To do:
An exact copy of every record below is required, with the pictures left out.

Stored data:
━━━━━━
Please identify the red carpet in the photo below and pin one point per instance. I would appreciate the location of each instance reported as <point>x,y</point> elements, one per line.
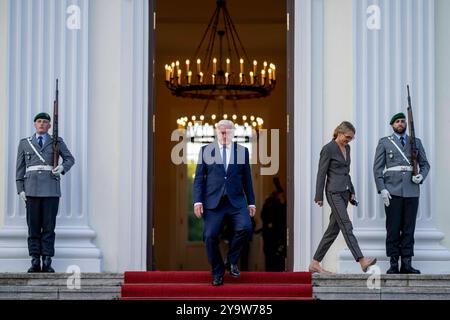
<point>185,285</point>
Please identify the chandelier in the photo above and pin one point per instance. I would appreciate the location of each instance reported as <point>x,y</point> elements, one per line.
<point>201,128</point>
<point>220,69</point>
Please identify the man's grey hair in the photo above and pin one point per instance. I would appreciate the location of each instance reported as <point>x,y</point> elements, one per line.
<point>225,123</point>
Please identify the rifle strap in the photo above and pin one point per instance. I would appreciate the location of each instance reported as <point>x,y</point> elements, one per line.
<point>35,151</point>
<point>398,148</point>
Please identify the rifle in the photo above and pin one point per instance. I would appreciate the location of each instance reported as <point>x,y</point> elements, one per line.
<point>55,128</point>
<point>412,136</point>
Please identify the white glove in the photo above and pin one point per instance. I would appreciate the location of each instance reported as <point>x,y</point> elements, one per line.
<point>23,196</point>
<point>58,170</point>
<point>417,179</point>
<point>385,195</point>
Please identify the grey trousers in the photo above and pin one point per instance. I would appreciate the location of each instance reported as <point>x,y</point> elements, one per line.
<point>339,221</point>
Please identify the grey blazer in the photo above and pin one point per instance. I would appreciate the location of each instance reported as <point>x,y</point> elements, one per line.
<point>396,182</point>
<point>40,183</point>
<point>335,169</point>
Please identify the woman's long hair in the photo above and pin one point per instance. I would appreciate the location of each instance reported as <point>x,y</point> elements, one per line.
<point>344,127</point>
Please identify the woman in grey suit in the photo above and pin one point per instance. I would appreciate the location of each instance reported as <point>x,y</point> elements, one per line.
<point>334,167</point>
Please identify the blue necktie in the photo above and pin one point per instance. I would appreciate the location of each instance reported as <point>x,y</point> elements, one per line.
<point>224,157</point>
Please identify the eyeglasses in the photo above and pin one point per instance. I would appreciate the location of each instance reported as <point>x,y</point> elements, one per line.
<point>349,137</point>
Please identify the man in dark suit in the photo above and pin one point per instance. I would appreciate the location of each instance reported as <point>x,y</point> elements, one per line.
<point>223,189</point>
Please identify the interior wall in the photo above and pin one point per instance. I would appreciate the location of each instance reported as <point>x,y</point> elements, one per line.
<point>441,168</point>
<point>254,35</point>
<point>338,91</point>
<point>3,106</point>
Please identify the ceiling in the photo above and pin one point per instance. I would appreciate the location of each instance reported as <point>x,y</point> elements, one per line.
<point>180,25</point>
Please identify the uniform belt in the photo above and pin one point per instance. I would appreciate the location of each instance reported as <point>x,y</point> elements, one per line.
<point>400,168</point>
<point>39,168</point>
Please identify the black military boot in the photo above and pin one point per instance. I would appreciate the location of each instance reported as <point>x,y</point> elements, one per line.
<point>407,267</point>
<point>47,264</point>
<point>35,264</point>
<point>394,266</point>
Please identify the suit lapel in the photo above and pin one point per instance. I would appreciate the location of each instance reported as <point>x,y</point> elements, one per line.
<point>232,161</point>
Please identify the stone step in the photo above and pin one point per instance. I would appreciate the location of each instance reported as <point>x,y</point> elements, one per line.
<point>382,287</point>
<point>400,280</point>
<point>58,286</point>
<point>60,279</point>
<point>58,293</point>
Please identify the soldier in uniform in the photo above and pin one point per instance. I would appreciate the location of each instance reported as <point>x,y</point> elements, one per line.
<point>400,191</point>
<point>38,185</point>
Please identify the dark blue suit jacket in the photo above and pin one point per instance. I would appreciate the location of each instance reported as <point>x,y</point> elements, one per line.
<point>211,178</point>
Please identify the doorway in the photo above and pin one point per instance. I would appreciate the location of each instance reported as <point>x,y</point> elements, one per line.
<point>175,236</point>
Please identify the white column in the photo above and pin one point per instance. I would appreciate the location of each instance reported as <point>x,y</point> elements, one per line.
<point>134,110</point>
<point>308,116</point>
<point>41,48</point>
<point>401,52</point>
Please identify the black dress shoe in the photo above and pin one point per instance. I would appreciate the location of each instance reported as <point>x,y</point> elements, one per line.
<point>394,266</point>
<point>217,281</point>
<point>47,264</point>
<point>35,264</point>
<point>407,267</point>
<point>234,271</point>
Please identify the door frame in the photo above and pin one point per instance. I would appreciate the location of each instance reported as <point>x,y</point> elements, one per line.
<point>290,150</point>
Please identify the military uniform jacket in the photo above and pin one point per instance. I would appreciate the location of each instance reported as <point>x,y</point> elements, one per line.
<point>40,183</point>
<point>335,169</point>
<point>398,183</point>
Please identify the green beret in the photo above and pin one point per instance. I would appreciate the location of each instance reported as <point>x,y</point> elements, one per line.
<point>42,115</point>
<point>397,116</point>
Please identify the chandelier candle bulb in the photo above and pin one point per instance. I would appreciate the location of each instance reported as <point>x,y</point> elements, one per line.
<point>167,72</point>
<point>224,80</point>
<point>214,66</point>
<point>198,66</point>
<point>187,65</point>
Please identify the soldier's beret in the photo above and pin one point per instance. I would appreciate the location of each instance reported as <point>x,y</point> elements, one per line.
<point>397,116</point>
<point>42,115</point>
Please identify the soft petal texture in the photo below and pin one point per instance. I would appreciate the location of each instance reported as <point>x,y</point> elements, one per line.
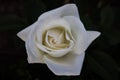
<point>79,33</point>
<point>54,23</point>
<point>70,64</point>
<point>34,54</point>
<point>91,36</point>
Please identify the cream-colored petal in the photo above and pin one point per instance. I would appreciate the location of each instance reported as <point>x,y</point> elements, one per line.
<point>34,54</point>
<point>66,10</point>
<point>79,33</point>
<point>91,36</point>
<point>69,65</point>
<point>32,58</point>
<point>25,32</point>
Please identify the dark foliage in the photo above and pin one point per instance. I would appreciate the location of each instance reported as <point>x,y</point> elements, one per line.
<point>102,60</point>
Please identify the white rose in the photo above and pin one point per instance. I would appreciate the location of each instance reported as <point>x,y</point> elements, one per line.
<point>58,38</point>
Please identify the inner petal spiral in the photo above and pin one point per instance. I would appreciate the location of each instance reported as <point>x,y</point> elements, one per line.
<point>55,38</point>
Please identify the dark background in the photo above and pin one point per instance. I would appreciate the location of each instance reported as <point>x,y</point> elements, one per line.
━━━━━━
Completed exercise:
Please identify the red carpet in the photo below and pin one point per instance. I would appreciate the location of each instance reported as <point>x,y</point> elements, one per line.
<point>185,285</point>
Please identify the chandelier in the photo above and pin one point per instance. I would appreciate the location of each instance reported as <point>x,y</point> elements, one per line.
<point>201,128</point>
<point>220,69</point>
Please identify the man's grey hair in the photo above and pin one point per instance. I would appreciate the location of each instance reported as <point>x,y</point> elements, one per line.
<point>225,123</point>
Please identify the rifle strap in the photo above and pin one point per instance. I would appreciate the location of each instance reported as <point>x,y</point> elements, one per line.
<point>35,151</point>
<point>398,148</point>
Please identify the rifle in the photo above and pin one point per instance. I would appreciate the location of each instance reported as <point>x,y</point> elements, one per line.
<point>55,128</point>
<point>412,136</point>
Please identify the white glove in the photo above and pin one point per instance. I would appreciate the location of each instance reported as <point>x,y</point> elements, one per line.
<point>23,196</point>
<point>58,170</point>
<point>417,179</point>
<point>385,195</point>
Please identify the grey trousers in the photo above and pin one point per instance. I would appreciate the location of each instance reported as <point>x,y</point> elements, one per line.
<point>339,221</point>
Please identify the grey blazer in the photo above and pin one point per instance. I would appreciate the location of each instance reported as <point>x,y</point> elements, one per line.
<point>396,182</point>
<point>40,183</point>
<point>335,169</point>
Please identify the woman's long hair in the photo above and pin one point per instance. I would appreciate the location of each instance reported as <point>x,y</point> elements, one per line.
<point>344,127</point>
Please identify the woman in grey suit in the photo above and pin one point per instance. I would appreciate the location of each instance reported as <point>x,y</point> elements, one per line.
<point>334,167</point>
Please identify the blue necktie in the photo above and pin one point per instance. I would appreciate the location of each instance reported as <point>x,y</point> elements, one per line.
<point>224,157</point>
Please identify the eyeglasses in the photo above and pin one point per instance. I would appreciate the location of each instance reported as <point>x,y</point> elements, one per line.
<point>349,137</point>
Please identify the man in dark suit in the photo above and pin one point per instance. I would appreciate the location of each instance reported as <point>x,y</point> elements, one per line.
<point>223,189</point>
Please identify the interior wall in the photo above and pin one point per instance. I would appreciate the location of each instance reported as <point>x,y</point> elements, one per line.
<point>441,168</point>
<point>254,35</point>
<point>338,91</point>
<point>3,106</point>
Please identify the ceiling in the photo above and pin one point per instance. I would appreciate the location of each instance reported as <point>x,y</point> elements, one per line.
<point>180,25</point>
Please identify the uniform belt in the photo above and pin one point per instance. I would appreciate the location of each instance reported as <point>x,y</point> elements, one per line.
<point>400,168</point>
<point>39,168</point>
Please identify the black military boot in the photo above and pin one point per instance. I would appreciate the location of each instance reported as <point>x,y</point> elements, one per line.
<point>407,267</point>
<point>47,264</point>
<point>35,264</point>
<point>394,266</point>
Please identify the suit lapel in the photo above and pin one point per instance. I would appreciate the location of each instance reported as <point>x,y</point> elements, one per line.
<point>232,161</point>
Please identify the stone step in the photo above and pin one point per instance. I would appreciate the location of each instance reported as <point>x,y</point> elements, one per line.
<point>382,287</point>
<point>400,280</point>
<point>58,286</point>
<point>60,279</point>
<point>58,293</point>
Please identify the soldier in uniform in the photo above and pin one point per instance. I would appreciate the location of each instance reported as <point>x,y</point> elements, one per line.
<point>400,191</point>
<point>38,185</point>
Please identify the dark blue suit jacket in the photo above and pin one point per instance. I would appreciate the location of each instance reported as <point>x,y</point> elements, one per line.
<point>211,178</point>
Please identify the doorway in the photo above and pin one point per instance. I would appreciate the location of each instance reported as <point>x,y</point> elements, one per line.
<point>175,236</point>
Please identify the white column in the photo above and pin one point per instance. I would appreciate the location of each instance reported as <point>x,y</point> elements, one per line.
<point>134,110</point>
<point>308,116</point>
<point>41,48</point>
<point>401,52</point>
Please identify the black dress shoe in the photo above and pin one point per instance. I would appreciate the location of each instance reported as <point>x,y</point> elements, one per line.
<point>394,266</point>
<point>217,281</point>
<point>47,264</point>
<point>35,264</point>
<point>407,267</point>
<point>234,271</point>
Please identify the door frame in the photo above and pin one point per instance. I would appreciate the location of each instance reported as <point>x,y</point> elements, one per line.
<point>290,150</point>
Please identify the military uniform jacket in the photo above and pin one point per instance. I would appreciate the location of each instance reported as <point>x,y</point> elements, one per line.
<point>40,183</point>
<point>335,169</point>
<point>398,183</point>
Please identify the green beret in the photo above and pin one point per instance. I would appreciate the location of each instance reported as <point>x,y</point> elements, one per line.
<point>42,115</point>
<point>397,116</point>
Please identify the chandelier candle bulb in the photo above and pin one point per instance. I would appreciate the location of each instance reported as <point>x,y</point> elements, one per line.
<point>167,72</point>
<point>224,80</point>
<point>214,66</point>
<point>198,66</point>
<point>187,65</point>
Please identify the soldier's beret in the photo above and pin one point per instance. I would appreciate the location of each instance reported as <point>x,y</point> elements, one per line.
<point>397,116</point>
<point>42,115</point>
Please identify the soft petal texture in the photo below and pin one point per instance. I would appreciate the location of each instance reported as <point>x,y</point> elements, one per line.
<point>79,33</point>
<point>54,23</point>
<point>70,64</point>
<point>34,54</point>
<point>91,36</point>
Please identify the cream-colored petal in the photo above and pin one point per instance. I would appreciate the location of each instance reported as <point>x,y</point> elements, one per line.
<point>34,54</point>
<point>66,10</point>
<point>79,33</point>
<point>91,36</point>
<point>69,65</point>
<point>32,58</point>
<point>25,32</point>
Please identify the dark foliage in the photo above and pin one point per instance. I would appreciate the location of each instance reported as <point>x,y</point> elements, one per line.
<point>102,60</point>
Please identify the white rose in the photo above and pin one point per instance. I would appreciate the location of each instance reported as <point>x,y</point> elements, one per line.
<point>58,38</point>
Please identify the inner petal spiral in the photo above and pin one point per instance. I would appreciate the location of each instance reported as <point>x,y</point> elements, one per line.
<point>55,38</point>
Please identify the dark background in the photo above and pin one point per instance. I would appreciate the location of each instance reported as <point>x,y</point> elements, one per line.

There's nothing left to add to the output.